* PROBLEM DESCRIPTION *
All of the records below should be output exactly.

★ ★ ★ ★ ★ ★ ★

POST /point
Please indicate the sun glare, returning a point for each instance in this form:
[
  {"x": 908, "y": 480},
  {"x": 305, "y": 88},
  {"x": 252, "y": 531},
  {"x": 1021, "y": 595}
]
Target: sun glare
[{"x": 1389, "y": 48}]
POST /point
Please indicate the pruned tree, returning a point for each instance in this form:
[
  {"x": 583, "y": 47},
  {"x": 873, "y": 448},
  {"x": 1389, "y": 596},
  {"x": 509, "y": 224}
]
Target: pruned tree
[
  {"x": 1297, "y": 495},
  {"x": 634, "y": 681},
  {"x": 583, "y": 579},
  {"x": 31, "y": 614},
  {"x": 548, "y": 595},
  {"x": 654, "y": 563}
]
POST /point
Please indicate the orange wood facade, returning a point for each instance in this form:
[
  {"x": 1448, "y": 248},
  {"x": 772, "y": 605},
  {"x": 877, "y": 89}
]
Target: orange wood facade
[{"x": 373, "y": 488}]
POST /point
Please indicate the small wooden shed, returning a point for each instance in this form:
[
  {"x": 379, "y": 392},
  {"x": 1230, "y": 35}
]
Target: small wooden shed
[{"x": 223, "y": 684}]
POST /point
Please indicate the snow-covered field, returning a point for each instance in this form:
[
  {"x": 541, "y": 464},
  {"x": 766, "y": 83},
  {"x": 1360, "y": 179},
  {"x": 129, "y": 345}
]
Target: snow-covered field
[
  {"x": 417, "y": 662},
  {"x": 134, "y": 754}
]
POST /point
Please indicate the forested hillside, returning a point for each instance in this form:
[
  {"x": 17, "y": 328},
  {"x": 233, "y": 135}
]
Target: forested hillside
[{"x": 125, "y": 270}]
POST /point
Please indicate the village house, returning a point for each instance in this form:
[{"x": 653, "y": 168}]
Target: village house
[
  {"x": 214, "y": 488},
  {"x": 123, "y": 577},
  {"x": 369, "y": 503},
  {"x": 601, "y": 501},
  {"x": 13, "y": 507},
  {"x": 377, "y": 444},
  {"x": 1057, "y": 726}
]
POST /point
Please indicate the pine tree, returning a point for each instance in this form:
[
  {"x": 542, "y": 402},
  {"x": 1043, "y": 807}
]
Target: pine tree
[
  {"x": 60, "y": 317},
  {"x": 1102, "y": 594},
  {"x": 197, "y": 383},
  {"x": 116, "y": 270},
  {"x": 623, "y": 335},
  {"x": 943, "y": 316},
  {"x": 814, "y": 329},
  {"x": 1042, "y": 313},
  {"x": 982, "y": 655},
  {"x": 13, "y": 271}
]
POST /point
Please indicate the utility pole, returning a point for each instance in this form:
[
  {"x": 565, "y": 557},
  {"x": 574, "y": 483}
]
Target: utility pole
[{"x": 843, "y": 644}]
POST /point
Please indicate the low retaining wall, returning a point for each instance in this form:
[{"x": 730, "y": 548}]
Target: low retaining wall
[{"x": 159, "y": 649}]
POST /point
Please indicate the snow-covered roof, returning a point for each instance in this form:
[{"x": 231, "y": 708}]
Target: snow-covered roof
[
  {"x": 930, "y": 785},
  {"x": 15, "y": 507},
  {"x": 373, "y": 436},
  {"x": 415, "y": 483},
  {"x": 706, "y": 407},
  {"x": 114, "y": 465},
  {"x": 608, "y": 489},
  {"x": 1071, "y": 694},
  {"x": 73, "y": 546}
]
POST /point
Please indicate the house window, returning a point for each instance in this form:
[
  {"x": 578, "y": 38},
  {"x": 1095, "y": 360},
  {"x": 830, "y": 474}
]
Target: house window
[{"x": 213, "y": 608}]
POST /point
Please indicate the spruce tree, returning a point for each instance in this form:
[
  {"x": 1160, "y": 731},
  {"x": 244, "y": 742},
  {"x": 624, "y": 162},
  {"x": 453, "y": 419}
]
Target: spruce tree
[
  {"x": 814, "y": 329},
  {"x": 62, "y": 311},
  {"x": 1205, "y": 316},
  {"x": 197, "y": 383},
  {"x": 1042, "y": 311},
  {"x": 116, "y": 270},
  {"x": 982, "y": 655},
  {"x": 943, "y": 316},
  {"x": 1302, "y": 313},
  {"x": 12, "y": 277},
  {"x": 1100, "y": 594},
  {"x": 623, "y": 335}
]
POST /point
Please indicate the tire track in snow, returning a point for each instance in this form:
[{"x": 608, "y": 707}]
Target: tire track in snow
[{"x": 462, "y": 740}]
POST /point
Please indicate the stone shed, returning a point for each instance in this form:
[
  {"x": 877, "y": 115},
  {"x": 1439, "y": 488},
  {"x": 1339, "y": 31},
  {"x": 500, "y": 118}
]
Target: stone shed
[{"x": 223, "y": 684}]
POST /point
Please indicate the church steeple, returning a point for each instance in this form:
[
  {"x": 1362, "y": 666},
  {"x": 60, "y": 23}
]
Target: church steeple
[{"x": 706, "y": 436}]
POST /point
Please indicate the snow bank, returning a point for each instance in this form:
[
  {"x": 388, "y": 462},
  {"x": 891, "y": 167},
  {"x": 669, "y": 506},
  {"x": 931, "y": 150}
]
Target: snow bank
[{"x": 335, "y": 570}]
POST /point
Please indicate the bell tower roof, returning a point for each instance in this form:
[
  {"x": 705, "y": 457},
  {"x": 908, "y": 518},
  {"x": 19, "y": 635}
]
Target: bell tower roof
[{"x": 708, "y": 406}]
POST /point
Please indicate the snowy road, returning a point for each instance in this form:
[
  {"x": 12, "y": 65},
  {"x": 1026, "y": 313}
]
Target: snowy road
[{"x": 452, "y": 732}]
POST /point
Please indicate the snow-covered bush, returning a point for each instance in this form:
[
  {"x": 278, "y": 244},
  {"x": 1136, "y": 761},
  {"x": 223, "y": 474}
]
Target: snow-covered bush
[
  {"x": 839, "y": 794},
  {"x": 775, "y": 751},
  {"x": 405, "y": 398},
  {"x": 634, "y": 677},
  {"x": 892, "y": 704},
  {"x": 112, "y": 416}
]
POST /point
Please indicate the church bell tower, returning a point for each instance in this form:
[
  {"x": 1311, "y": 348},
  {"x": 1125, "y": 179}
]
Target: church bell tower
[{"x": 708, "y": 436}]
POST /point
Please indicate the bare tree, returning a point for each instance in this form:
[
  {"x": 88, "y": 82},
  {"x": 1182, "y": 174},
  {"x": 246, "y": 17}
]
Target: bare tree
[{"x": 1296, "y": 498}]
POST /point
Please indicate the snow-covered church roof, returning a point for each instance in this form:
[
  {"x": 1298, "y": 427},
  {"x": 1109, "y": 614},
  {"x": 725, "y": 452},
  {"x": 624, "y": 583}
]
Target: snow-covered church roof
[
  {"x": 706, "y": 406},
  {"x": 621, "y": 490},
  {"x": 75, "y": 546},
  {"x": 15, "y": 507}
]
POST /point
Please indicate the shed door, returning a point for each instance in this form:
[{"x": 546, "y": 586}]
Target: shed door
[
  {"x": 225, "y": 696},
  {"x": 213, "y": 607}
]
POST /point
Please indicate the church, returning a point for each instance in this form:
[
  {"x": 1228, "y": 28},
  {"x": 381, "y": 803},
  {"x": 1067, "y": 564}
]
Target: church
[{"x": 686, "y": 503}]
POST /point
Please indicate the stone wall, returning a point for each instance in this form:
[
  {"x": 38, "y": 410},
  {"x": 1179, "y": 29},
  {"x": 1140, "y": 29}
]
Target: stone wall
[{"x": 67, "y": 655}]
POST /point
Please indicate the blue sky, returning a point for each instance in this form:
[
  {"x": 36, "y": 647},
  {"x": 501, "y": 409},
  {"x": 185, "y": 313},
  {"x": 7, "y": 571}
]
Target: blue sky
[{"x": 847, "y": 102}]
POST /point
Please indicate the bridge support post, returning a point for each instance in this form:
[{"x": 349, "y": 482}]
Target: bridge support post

★ ★ ★ ★ ★ ★ ★

* ANSWER BELOW *
POST /point
Please indicate the sun glare, returning a point for each instance in this form:
[
  {"x": 908, "y": 480},
  {"x": 305, "y": 88},
  {"x": 252, "y": 531},
  {"x": 1021, "y": 595}
]
Target: sun glare
[{"x": 1389, "y": 48}]
POST /point
Please indicate the pruned tree, returning a point for each instance in this form:
[
  {"x": 583, "y": 47},
  {"x": 873, "y": 448},
  {"x": 1389, "y": 596},
  {"x": 509, "y": 224}
]
Target: pruned tree
[
  {"x": 1297, "y": 495},
  {"x": 634, "y": 681},
  {"x": 583, "y": 579},
  {"x": 31, "y": 614},
  {"x": 548, "y": 595},
  {"x": 654, "y": 563}
]
POST /point
Please indicate the orange wood facade, returning a point for each instance in this form:
[
  {"x": 1448, "y": 248},
  {"x": 772, "y": 605},
  {"x": 877, "y": 89}
]
Target: orange wood facade
[{"x": 373, "y": 488}]
POST /point
Please indicate the small wooden shed, returning a point for each instance in this form:
[
  {"x": 379, "y": 392},
  {"x": 1230, "y": 35}
]
Target: small wooden shed
[{"x": 223, "y": 684}]
POST /point
Please indicate the snow-covered field, returning a point for each instance in this form:
[
  {"x": 541, "y": 464},
  {"x": 766, "y": 83},
  {"x": 1360, "y": 179},
  {"x": 129, "y": 345}
]
Target: snow-covered field
[
  {"x": 417, "y": 662},
  {"x": 134, "y": 754}
]
POST /point
Please indicate the forested hillside, returning a point for each instance in this form:
[
  {"x": 17, "y": 328},
  {"x": 233, "y": 135}
]
Target: forested hillside
[{"x": 125, "y": 270}]
POST /point
Please indicate the village house, returning a point for each instance in this form:
[{"x": 653, "y": 168}]
Target: village house
[
  {"x": 214, "y": 488},
  {"x": 123, "y": 577},
  {"x": 369, "y": 503},
  {"x": 601, "y": 501},
  {"x": 13, "y": 507},
  {"x": 377, "y": 444},
  {"x": 1057, "y": 726}
]
POST /point
Please indicate the pine tree, returning a point for each instance in this form:
[
  {"x": 542, "y": 402},
  {"x": 1043, "y": 807}
]
Target: pine tree
[
  {"x": 60, "y": 317},
  {"x": 1102, "y": 594},
  {"x": 197, "y": 383},
  {"x": 116, "y": 270},
  {"x": 623, "y": 335},
  {"x": 943, "y": 316},
  {"x": 814, "y": 329},
  {"x": 1042, "y": 313},
  {"x": 982, "y": 655},
  {"x": 13, "y": 271}
]
POST /point
Please indicate the utility pole, returning a point for each instance in this form:
[
  {"x": 565, "y": 557},
  {"x": 574, "y": 483}
]
Target: utility pole
[{"x": 843, "y": 644}]
POST /point
Please indicate the low retaining wall, returning a point for each instance in this form:
[{"x": 730, "y": 548}]
Target: low retaining wall
[{"x": 159, "y": 649}]
POST /point
Please indicate the snow-covered roof, returning a point for each instance in this form:
[{"x": 231, "y": 708}]
Target: snow-covered roof
[
  {"x": 930, "y": 785},
  {"x": 15, "y": 507},
  {"x": 373, "y": 436},
  {"x": 415, "y": 483},
  {"x": 706, "y": 407},
  {"x": 114, "y": 465},
  {"x": 608, "y": 489},
  {"x": 1071, "y": 694},
  {"x": 73, "y": 546}
]
POST /point
Please indicate the house window, returning a point for each instance in this form:
[
  {"x": 578, "y": 38},
  {"x": 1095, "y": 360},
  {"x": 830, "y": 474}
]
Target: house window
[{"x": 213, "y": 608}]
POST /point
Please indicate the spruce tree, returning a point for each instance in this form:
[
  {"x": 1160, "y": 731},
  {"x": 244, "y": 742},
  {"x": 624, "y": 162},
  {"x": 453, "y": 419}
]
Target: spruce tree
[
  {"x": 814, "y": 329},
  {"x": 62, "y": 311},
  {"x": 1205, "y": 316},
  {"x": 197, "y": 383},
  {"x": 1042, "y": 311},
  {"x": 116, "y": 270},
  {"x": 982, "y": 655},
  {"x": 943, "y": 316},
  {"x": 1302, "y": 313},
  {"x": 12, "y": 277},
  {"x": 1100, "y": 594},
  {"x": 623, "y": 335}
]
POST /point
Please indicate the tire track in snow, returning a point for each instance in this form:
[{"x": 608, "y": 707}]
Target: tire track in snow
[{"x": 462, "y": 740}]
POST /point
Please indicate the stone shed, returning a point for each instance in this form:
[
  {"x": 877, "y": 115},
  {"x": 1439, "y": 488},
  {"x": 1339, "y": 31},
  {"x": 500, "y": 118}
]
Target: stone shed
[{"x": 223, "y": 684}]
POST /point
Please indicate the church steeple, returning a point for each instance in this form:
[
  {"x": 1362, "y": 666},
  {"x": 60, "y": 23}
]
Target: church steeple
[{"x": 706, "y": 436}]
POST /point
Please indicate the snow bank, returning a point for each instance in this form:
[
  {"x": 388, "y": 462},
  {"x": 891, "y": 167},
  {"x": 669, "y": 506},
  {"x": 931, "y": 150}
]
Target: snow bank
[{"x": 335, "y": 570}]
POST /point
Please indicate the bell tower roof, returning a point for each instance in this form:
[
  {"x": 705, "y": 457},
  {"x": 908, "y": 518},
  {"x": 19, "y": 635}
]
Target: bell tower roof
[{"x": 708, "y": 406}]
POST /point
Please indicate the snowy road, returning a point for each instance in this form:
[
  {"x": 12, "y": 65},
  {"x": 1026, "y": 313}
]
Target: snowy road
[{"x": 452, "y": 732}]
POST /point
Please indicate the snow-covered bush, returning a point for each instance in this form:
[
  {"x": 278, "y": 244},
  {"x": 1136, "y": 761},
  {"x": 223, "y": 474}
]
Target: snow-covered bush
[
  {"x": 839, "y": 794},
  {"x": 775, "y": 751},
  {"x": 405, "y": 398},
  {"x": 634, "y": 677},
  {"x": 892, "y": 704},
  {"x": 112, "y": 416}
]
POST /point
Please indicate the church bell tower, returning a point for each instance in this form:
[
  {"x": 1311, "y": 348},
  {"x": 1125, "y": 179}
]
Target: church bell tower
[{"x": 708, "y": 436}]
POST /point
Please indicate the bare tree, returning a point for each instance in this form:
[
  {"x": 88, "y": 82},
  {"x": 1182, "y": 174},
  {"x": 246, "y": 17}
]
Target: bare tree
[{"x": 1296, "y": 498}]
POST /point
Please indicate the snow-covered church roof, returning a point for each instance in this form:
[
  {"x": 1298, "y": 427},
  {"x": 1109, "y": 614},
  {"x": 725, "y": 452},
  {"x": 624, "y": 583}
]
Target: snow-covered church roof
[
  {"x": 706, "y": 406},
  {"x": 621, "y": 490},
  {"x": 75, "y": 546},
  {"x": 15, "y": 507}
]
POST /point
Please indicate the shed door, returning a point for each instance in this form:
[{"x": 546, "y": 586}]
Target: shed door
[
  {"x": 225, "y": 696},
  {"x": 213, "y": 607}
]
POST /point
Please indicate the church, returning a point for each instance in this form:
[
  {"x": 1228, "y": 28},
  {"x": 381, "y": 803},
  {"x": 1067, "y": 564}
]
Target: church
[{"x": 686, "y": 503}]
POST /point
Please indicate the stone wall, returning a point for each instance in this form:
[
  {"x": 38, "y": 410},
  {"x": 1179, "y": 29},
  {"x": 1140, "y": 29}
]
Target: stone wall
[{"x": 67, "y": 655}]
POST /point
Please indicate the blue sky, returning a point for each instance in this form:
[
  {"x": 36, "y": 647},
  {"x": 501, "y": 409},
  {"x": 185, "y": 313},
  {"x": 7, "y": 571}
]
Target: blue sky
[{"x": 847, "y": 102}]
POST /point
Please indicate the bridge support post, returning a point for each instance in this form:
[{"x": 349, "y": 482}]
Target: bridge support post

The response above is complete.